TASK GOAL: Scan the entries below for the word "query" and copy every line where it turns up.

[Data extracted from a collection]
Content starts

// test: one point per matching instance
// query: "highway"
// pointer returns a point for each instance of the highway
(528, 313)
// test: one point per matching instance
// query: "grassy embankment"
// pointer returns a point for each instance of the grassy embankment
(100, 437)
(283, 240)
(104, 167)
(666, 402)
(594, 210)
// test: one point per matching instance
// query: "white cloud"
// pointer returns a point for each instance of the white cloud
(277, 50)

Content ends
Content starts

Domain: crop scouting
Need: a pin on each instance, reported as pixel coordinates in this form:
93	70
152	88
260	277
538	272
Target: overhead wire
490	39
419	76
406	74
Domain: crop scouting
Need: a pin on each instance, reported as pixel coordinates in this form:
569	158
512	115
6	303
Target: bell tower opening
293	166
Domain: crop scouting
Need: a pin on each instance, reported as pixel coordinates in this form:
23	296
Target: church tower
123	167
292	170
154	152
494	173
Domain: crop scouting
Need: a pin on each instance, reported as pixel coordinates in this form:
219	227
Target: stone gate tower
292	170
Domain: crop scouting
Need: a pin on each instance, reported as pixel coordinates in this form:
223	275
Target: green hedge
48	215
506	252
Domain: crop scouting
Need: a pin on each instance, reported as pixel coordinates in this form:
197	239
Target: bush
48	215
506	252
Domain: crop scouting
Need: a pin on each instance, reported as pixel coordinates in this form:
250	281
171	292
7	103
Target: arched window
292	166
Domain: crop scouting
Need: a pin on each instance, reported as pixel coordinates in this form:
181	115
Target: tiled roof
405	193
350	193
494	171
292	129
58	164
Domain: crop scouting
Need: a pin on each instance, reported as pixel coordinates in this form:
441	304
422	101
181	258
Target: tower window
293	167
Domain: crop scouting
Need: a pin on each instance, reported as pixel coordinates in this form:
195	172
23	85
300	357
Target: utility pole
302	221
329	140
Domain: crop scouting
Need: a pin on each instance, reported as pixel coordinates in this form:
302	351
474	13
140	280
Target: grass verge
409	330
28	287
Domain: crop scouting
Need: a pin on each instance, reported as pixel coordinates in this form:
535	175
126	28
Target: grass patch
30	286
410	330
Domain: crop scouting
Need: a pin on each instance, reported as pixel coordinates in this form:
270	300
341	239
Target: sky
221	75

Content ends

EXERCISE RESULT:
// query: "highway"
// query: "grassy embankment"
// query: "white cloud"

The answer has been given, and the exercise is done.